## What the exercise asks
Beginning at the line with "Q: Tag one point on each instance of the thumb", output each line to the end of the listing below exactly, please.

______

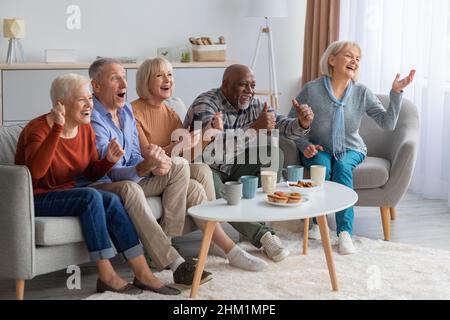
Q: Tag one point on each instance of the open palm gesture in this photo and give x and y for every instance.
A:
(398, 85)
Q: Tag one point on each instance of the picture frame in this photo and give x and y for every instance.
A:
(165, 53)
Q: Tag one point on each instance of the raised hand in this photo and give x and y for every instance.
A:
(266, 120)
(304, 114)
(398, 85)
(312, 150)
(216, 122)
(164, 166)
(153, 154)
(58, 114)
(114, 152)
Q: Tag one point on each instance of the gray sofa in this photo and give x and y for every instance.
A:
(384, 176)
(29, 245)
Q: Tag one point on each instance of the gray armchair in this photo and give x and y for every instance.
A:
(384, 176)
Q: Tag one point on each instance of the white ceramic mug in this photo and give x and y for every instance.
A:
(269, 181)
(318, 174)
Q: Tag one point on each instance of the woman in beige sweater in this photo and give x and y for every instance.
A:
(156, 122)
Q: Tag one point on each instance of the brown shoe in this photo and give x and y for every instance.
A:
(127, 289)
(166, 290)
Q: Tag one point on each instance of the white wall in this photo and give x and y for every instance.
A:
(139, 27)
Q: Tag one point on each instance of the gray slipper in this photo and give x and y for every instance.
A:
(166, 290)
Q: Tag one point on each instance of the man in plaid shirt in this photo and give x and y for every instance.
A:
(231, 108)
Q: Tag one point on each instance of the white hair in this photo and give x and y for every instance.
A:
(149, 68)
(333, 49)
(63, 86)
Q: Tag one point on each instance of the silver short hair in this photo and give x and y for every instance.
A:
(95, 69)
(63, 86)
(333, 49)
(147, 69)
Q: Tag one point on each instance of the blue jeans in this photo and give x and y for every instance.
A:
(341, 172)
(102, 218)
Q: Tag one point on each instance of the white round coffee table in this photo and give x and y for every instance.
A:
(333, 197)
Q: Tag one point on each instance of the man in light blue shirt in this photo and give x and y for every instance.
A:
(139, 175)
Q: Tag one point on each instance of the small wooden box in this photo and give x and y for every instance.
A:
(215, 52)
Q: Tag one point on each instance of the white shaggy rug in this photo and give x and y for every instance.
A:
(380, 270)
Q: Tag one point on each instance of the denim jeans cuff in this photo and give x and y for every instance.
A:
(133, 252)
(107, 253)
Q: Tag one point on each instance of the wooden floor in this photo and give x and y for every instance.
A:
(420, 222)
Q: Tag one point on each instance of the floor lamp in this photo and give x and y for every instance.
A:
(268, 9)
(14, 29)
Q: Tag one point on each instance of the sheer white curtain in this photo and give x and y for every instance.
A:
(399, 35)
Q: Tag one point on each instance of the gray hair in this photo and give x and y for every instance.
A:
(63, 86)
(95, 69)
(147, 69)
(332, 50)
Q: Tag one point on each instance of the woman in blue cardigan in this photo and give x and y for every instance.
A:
(338, 103)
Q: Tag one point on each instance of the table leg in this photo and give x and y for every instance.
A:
(204, 248)
(305, 235)
(325, 236)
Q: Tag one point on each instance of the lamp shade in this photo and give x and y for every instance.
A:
(267, 8)
(14, 28)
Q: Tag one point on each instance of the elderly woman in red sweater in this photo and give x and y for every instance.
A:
(59, 148)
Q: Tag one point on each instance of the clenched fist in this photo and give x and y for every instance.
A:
(266, 120)
(304, 114)
(312, 150)
(58, 114)
(114, 152)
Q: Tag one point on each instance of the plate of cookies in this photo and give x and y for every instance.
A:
(285, 199)
(304, 187)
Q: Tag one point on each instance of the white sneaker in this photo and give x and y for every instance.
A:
(345, 243)
(273, 247)
(314, 233)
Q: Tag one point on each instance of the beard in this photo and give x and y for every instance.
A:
(246, 104)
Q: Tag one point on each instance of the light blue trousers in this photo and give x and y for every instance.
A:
(341, 172)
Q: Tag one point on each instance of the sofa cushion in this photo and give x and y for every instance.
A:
(371, 173)
(8, 142)
(52, 231)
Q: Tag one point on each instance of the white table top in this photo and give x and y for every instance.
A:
(333, 197)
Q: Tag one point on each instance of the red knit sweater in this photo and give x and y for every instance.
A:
(55, 162)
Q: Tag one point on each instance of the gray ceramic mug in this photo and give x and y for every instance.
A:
(233, 192)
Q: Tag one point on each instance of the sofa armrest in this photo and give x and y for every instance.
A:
(291, 153)
(17, 238)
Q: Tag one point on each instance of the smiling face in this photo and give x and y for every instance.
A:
(111, 86)
(160, 84)
(79, 105)
(345, 63)
(239, 87)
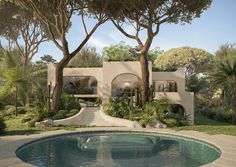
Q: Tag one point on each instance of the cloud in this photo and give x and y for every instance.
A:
(117, 36)
(98, 43)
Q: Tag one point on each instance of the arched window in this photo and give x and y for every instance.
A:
(125, 83)
(177, 109)
(165, 86)
(80, 84)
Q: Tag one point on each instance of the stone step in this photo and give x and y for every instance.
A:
(92, 117)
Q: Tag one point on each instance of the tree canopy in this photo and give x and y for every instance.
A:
(146, 17)
(21, 30)
(195, 60)
(87, 57)
(55, 16)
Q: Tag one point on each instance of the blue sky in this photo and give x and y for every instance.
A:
(216, 26)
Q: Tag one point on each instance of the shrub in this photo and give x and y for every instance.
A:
(118, 106)
(60, 115)
(2, 125)
(171, 122)
(22, 110)
(69, 102)
(72, 113)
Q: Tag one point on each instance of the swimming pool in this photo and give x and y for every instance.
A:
(118, 149)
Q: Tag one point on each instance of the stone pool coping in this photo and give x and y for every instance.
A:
(226, 144)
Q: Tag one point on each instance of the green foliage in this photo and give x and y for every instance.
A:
(68, 102)
(87, 57)
(218, 115)
(124, 52)
(223, 77)
(193, 59)
(2, 125)
(118, 106)
(47, 59)
(154, 53)
(119, 52)
(155, 110)
(61, 114)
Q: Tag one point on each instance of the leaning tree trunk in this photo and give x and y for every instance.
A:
(234, 108)
(59, 82)
(145, 80)
(58, 88)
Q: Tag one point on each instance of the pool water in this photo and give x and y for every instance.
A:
(118, 149)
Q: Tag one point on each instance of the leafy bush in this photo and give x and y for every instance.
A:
(118, 106)
(69, 102)
(155, 110)
(60, 114)
(2, 125)
(171, 122)
(72, 113)
(22, 110)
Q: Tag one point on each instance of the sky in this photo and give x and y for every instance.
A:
(216, 26)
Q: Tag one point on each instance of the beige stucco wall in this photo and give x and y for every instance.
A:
(113, 69)
(186, 99)
(95, 72)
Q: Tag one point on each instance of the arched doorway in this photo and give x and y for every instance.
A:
(125, 83)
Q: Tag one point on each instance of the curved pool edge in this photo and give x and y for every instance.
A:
(10, 144)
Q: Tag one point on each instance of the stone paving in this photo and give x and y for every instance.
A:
(227, 144)
(92, 117)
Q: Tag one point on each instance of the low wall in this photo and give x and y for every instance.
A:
(118, 121)
(74, 120)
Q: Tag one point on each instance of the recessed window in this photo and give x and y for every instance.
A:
(165, 86)
(80, 84)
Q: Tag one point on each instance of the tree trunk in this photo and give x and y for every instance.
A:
(145, 80)
(234, 109)
(57, 89)
(59, 83)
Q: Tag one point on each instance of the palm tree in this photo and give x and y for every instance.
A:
(224, 77)
(19, 80)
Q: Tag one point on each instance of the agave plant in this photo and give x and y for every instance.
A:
(224, 77)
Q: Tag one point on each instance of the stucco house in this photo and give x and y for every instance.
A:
(114, 77)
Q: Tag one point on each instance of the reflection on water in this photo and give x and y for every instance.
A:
(117, 149)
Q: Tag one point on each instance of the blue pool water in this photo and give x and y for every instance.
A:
(118, 149)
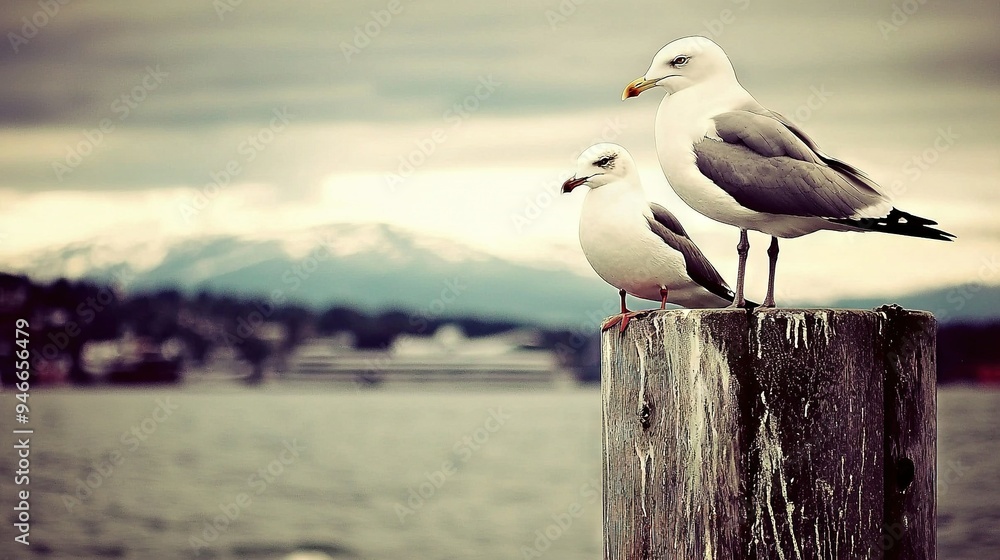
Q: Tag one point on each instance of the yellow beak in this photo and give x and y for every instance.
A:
(637, 86)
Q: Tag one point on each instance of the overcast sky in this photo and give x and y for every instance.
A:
(141, 123)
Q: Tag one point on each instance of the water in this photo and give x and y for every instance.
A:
(369, 474)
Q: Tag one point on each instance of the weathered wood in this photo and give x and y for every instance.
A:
(775, 434)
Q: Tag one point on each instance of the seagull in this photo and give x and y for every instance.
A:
(739, 163)
(637, 246)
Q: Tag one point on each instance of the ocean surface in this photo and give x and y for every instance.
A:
(317, 471)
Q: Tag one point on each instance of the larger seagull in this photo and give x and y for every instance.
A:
(736, 162)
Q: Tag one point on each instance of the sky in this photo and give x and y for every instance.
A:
(142, 124)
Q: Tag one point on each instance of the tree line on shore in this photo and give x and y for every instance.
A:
(65, 315)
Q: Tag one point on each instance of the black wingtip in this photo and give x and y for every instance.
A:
(900, 223)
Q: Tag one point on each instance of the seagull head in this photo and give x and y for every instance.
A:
(599, 165)
(681, 64)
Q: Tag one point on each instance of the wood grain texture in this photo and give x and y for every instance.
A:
(775, 434)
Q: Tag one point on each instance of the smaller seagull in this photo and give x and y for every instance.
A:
(637, 246)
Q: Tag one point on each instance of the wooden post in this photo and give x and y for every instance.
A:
(782, 433)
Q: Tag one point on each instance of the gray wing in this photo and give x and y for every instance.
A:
(699, 269)
(768, 165)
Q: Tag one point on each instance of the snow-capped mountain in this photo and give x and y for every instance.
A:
(372, 266)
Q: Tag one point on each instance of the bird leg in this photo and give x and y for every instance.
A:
(622, 318)
(742, 249)
(772, 255)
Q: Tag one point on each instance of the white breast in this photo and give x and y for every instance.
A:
(620, 246)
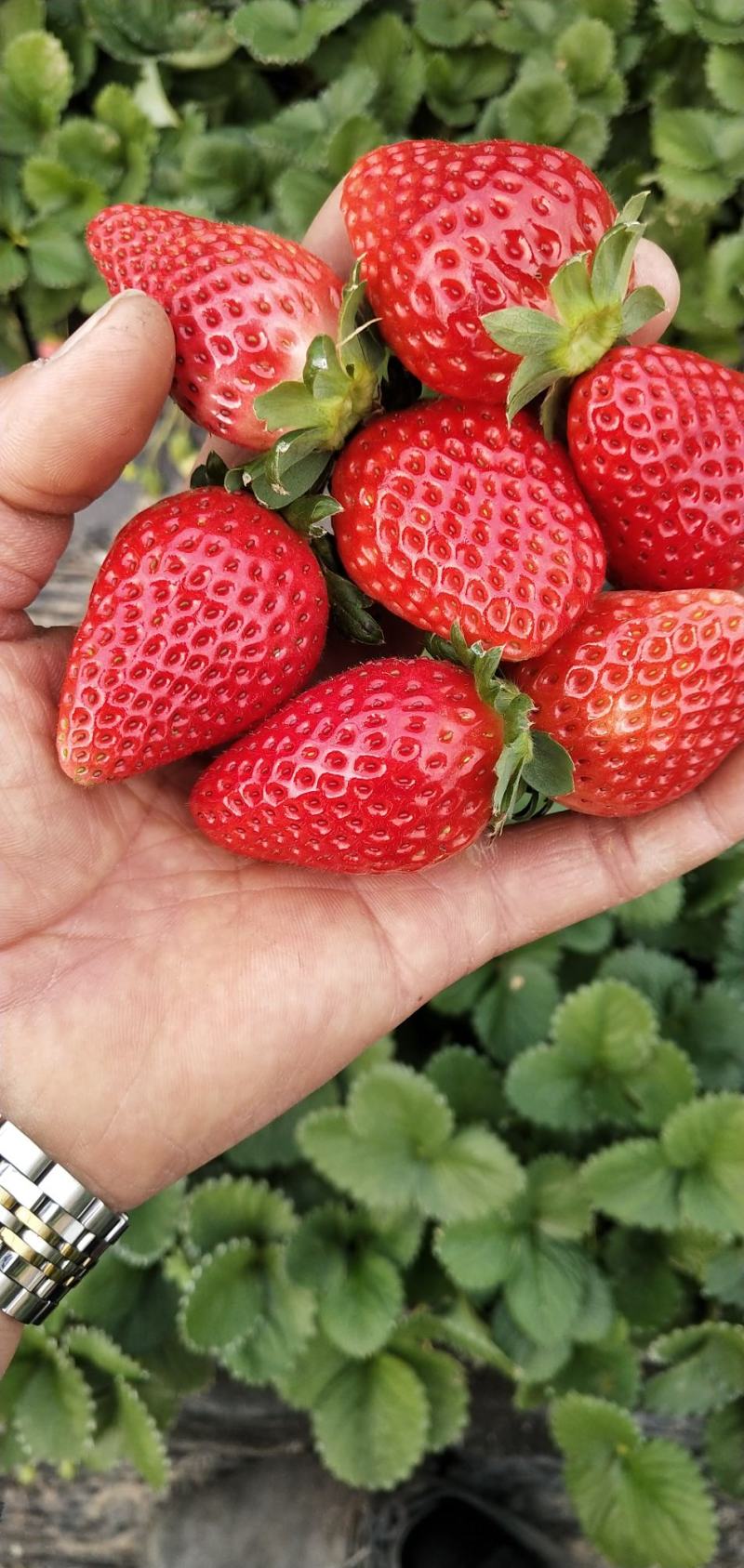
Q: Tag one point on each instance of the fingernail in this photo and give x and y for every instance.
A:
(91, 323)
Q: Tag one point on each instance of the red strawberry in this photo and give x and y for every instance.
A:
(647, 693)
(385, 767)
(206, 613)
(657, 438)
(244, 306)
(451, 516)
(449, 232)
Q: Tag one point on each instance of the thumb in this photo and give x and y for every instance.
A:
(70, 424)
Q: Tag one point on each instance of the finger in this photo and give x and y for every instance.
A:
(68, 426)
(326, 235)
(657, 270)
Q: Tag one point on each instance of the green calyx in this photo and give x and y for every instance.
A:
(532, 769)
(339, 388)
(593, 310)
(308, 515)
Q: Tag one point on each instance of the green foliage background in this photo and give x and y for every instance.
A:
(540, 1175)
(543, 1173)
(253, 110)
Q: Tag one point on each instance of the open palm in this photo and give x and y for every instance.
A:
(159, 999)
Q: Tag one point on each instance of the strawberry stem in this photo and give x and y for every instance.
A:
(532, 769)
(592, 310)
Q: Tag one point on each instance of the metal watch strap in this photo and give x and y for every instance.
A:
(52, 1230)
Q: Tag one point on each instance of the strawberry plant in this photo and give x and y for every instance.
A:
(545, 1178)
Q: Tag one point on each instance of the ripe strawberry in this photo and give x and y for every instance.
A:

______

## Solution
Q: Tag one point on each instance of the thumb in this photo and give x and y for every instance.
A:
(70, 424)
Q: Tag one point on each instance of the finger in this photo and give x and y for every instance.
A:
(68, 426)
(326, 235)
(657, 270)
Q: Tag one point on each instance of the green calyx in this photo and give x and y for every instance.
A:
(532, 769)
(339, 388)
(593, 310)
(308, 515)
Q: Tag one point on each instance of the green foliage background in this photo and give x and y for every instance.
A:
(540, 1175)
(543, 1173)
(253, 110)
Q: Tag one point on each instance of the open palm in this photo and give x and y for every instance.
A:
(159, 999)
Q: Tag one point on each instance of the strawberry stem in this photo and give x and y for every instance.
A:
(532, 769)
(592, 310)
Q: Tag one point on each instance of the metal watch strap in this photo and give x and y for every instance.
A:
(52, 1230)
Q: Tag one point on each instance of the strawberry plant in this photo and give x and y for every instance.
A:
(545, 1178)
Q: Tag one point on each instance of the ripe strawberry in this photo and give x and y for every instance.
A:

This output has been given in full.